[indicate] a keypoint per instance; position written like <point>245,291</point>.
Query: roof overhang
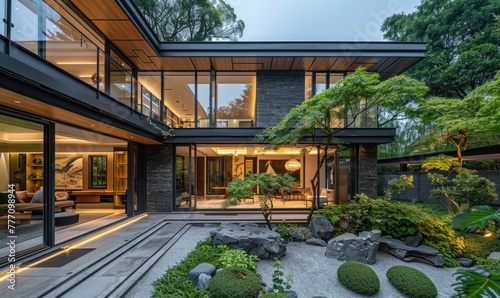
<point>123,24</point>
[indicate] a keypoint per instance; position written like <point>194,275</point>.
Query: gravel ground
<point>313,274</point>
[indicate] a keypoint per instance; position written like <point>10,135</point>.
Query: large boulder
<point>321,228</point>
<point>422,254</point>
<point>254,240</point>
<point>349,247</point>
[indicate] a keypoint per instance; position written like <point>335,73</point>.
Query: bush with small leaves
<point>359,278</point>
<point>411,282</point>
<point>237,257</point>
<point>234,282</point>
<point>274,295</point>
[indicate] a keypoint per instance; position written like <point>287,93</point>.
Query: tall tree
<point>462,39</point>
<point>191,20</point>
<point>351,100</point>
<point>461,122</point>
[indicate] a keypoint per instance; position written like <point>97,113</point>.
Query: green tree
<point>460,122</point>
<point>191,20</point>
<point>462,40</point>
<point>320,118</point>
<point>268,185</point>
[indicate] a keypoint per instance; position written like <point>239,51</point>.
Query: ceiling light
<point>292,165</point>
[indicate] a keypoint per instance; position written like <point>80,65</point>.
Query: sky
<point>316,20</point>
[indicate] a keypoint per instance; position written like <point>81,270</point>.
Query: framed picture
<point>222,124</point>
<point>68,168</point>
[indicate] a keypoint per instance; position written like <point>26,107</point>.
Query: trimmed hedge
<point>411,282</point>
<point>359,278</point>
<point>234,282</point>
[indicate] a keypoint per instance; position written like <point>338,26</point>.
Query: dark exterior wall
<point>159,178</point>
<point>368,170</point>
<point>277,93</point>
<point>423,186</point>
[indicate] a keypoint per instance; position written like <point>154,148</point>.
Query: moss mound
<point>274,295</point>
<point>234,282</point>
<point>358,277</point>
<point>411,282</point>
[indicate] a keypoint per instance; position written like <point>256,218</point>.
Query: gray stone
<point>203,281</point>
<point>290,293</point>
<point>494,255</point>
<point>301,234</point>
<point>254,240</point>
<point>205,268</point>
<point>316,241</point>
<point>321,228</point>
<point>414,240</point>
<point>465,262</point>
<point>422,254</point>
<point>349,247</point>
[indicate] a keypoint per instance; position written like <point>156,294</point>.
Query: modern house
<point>85,87</point>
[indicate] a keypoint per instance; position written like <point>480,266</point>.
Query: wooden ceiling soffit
<point>401,64</point>
<point>142,55</point>
<point>100,10</point>
<point>57,114</point>
<point>223,63</point>
<point>323,63</point>
<point>128,47</point>
<point>174,63</point>
<point>282,63</point>
<point>201,63</point>
<point>265,62</point>
<point>119,30</point>
<point>248,66</point>
<point>302,63</point>
<point>383,63</point>
<point>343,63</point>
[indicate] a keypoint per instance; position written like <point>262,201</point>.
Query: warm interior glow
<point>75,245</point>
<point>292,165</point>
<point>230,150</point>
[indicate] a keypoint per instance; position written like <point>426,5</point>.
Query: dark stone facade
<point>368,170</point>
<point>159,178</point>
<point>277,93</point>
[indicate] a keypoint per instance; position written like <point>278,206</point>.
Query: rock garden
<point>367,247</point>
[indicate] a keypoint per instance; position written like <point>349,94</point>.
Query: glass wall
<point>3,16</point>
<point>236,99</point>
<point>22,167</point>
<point>179,99</point>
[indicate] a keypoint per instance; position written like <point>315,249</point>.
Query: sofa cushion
<point>4,197</point>
<point>22,195</point>
<point>38,197</point>
<point>61,195</point>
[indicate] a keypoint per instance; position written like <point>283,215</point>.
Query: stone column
<point>368,170</point>
<point>159,180</point>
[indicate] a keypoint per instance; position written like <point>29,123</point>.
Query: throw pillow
<point>4,197</point>
<point>22,196</point>
<point>61,195</point>
<point>38,197</point>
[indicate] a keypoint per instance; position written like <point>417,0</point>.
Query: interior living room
<point>90,181</point>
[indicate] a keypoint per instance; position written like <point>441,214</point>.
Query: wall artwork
<point>68,170</point>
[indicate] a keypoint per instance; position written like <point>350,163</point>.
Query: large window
<point>22,177</point>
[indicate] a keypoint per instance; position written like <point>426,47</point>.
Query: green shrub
<point>411,282</point>
<point>274,295</point>
<point>477,246</point>
<point>285,230</point>
<point>234,282</point>
<point>237,257</point>
<point>439,234</point>
<point>174,282</point>
<point>359,278</point>
<point>394,219</point>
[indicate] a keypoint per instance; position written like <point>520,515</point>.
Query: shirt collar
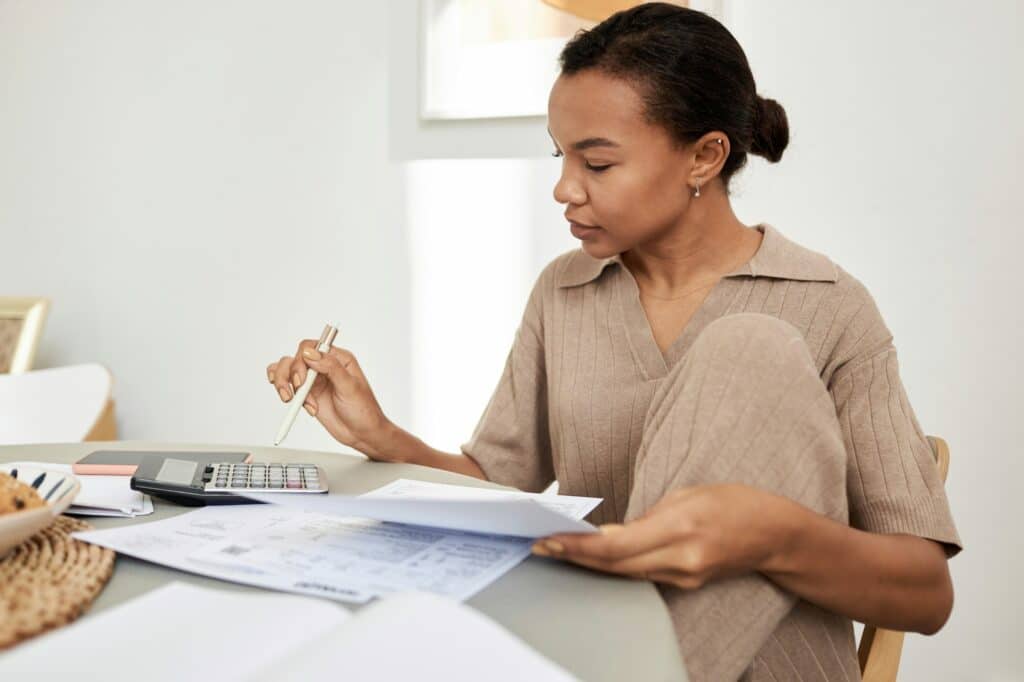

————

EXERCISE PROMPT
Write the records out exactly, dropping every image.

SOLUTION TO THIS TASK
[indicate] a keypoint per instance; position written like <point>245,291</point>.
Query: roof overhang
<point>123,24</point>
[indicate] a keypoint per instance; position written like <point>194,275</point>.
Query: gravel ground
<point>313,274</point>
[indicate] a keypoint per instance; position written like <point>10,135</point>.
Query: large boulder
<point>321,228</point>
<point>422,254</point>
<point>254,240</point>
<point>349,247</point>
[indicate] a keypoint per instance; position written like <point>335,73</point>.
Query: bush with small leaves
<point>359,278</point>
<point>411,282</point>
<point>237,257</point>
<point>234,282</point>
<point>274,295</point>
[indicate] a keypoint per instance; position written like <point>287,93</point>.
Query: tall tree
<point>462,39</point>
<point>191,20</point>
<point>351,100</point>
<point>461,122</point>
[indicate] a keypoint per instance; position written like <point>97,113</point>.
Query: green tree
<point>460,122</point>
<point>191,20</point>
<point>462,40</point>
<point>320,118</point>
<point>268,185</point>
[indicate] a keypoint per instance; position written like <point>239,51</point>.
Query: ceiling light
<point>292,165</point>
[indicate] a keypoint per instance; position written like <point>80,65</point>.
Query: sky
<point>316,20</point>
[indicate] a keypoint per instance; position written like <point>81,270</point>.
Query: framed picture
<point>222,124</point>
<point>68,168</point>
[indicate] a keypoint per instance; position written like <point>26,107</point>.
Query: trimmed hedge
<point>411,282</point>
<point>359,278</point>
<point>234,282</point>
[indicate] a keypoint per instance; position written like <point>338,26</point>.
Query: dark exterior wall
<point>159,178</point>
<point>368,170</point>
<point>277,93</point>
<point>423,186</point>
[indicate] a keypoint per instance; position written like <point>154,148</point>.
Query: moss mound
<point>274,295</point>
<point>234,282</point>
<point>358,277</point>
<point>411,282</point>
[indicate] a keypoint per instance; position written like <point>256,218</point>.
Query: gray stone
<point>203,281</point>
<point>290,293</point>
<point>494,255</point>
<point>301,234</point>
<point>254,240</point>
<point>205,268</point>
<point>316,241</point>
<point>321,228</point>
<point>414,240</point>
<point>465,262</point>
<point>422,254</point>
<point>349,247</point>
[indicate] a keypoint per instance; position written like <point>156,294</point>.
Query: modern house
<point>85,87</point>
[indicate] a keypoint per instance; position written like <point>480,266</point>.
Query: wooden ceiling soffit
<point>401,64</point>
<point>142,55</point>
<point>100,10</point>
<point>57,114</point>
<point>223,63</point>
<point>323,63</point>
<point>128,47</point>
<point>174,63</point>
<point>282,63</point>
<point>201,63</point>
<point>265,62</point>
<point>119,30</point>
<point>248,66</point>
<point>302,63</point>
<point>383,63</point>
<point>343,63</point>
[indicate] a keypoint per instance; position written like <point>262,201</point>.
Query: warm interior glow
<point>75,245</point>
<point>292,165</point>
<point>230,150</point>
[indicate] a keypoint per instance; position written like <point>426,5</point>.
Query: dark stone facade
<point>368,170</point>
<point>159,178</point>
<point>277,93</point>
[indicate] a keypoint per instance; position written like <point>278,206</point>.
Query: rock garden
<point>367,247</point>
[indicate] a keypoint per instance; position written like <point>349,94</point>.
Query: glass wall
<point>3,16</point>
<point>236,99</point>
<point>22,167</point>
<point>179,99</point>
[indicate] a keypoint per instance; position written like <point>315,249</point>.
Query: sofa cushion
<point>4,197</point>
<point>22,195</point>
<point>38,197</point>
<point>61,195</point>
[indicate] a keypoint per instance; position written like <point>283,215</point>.
Query: stone column
<point>368,170</point>
<point>159,180</point>
[indicate] a keypoint per instance; position written like <point>29,123</point>.
Query: throw pillow
<point>4,197</point>
<point>22,196</point>
<point>61,195</point>
<point>38,197</point>
[indicate] a keypoint per instance; position written like <point>417,0</point>.
Query: interior living room
<point>90,181</point>
[indicate] a keypoint per instance; position written like <point>441,214</point>.
Query: wall artwork
<point>68,170</point>
[indicate] a keypoint per instance; position written like <point>350,163</point>.
Query: large window
<point>22,177</point>
[indicate] a keypoint per instance; position written like <point>426,47</point>.
Query: green shrub
<point>411,282</point>
<point>274,295</point>
<point>477,246</point>
<point>285,230</point>
<point>234,282</point>
<point>237,257</point>
<point>439,234</point>
<point>174,282</point>
<point>359,278</point>
<point>394,219</point>
[indicate] a keypoint per instance; position written like <point>520,515</point>.
Query: shirt collar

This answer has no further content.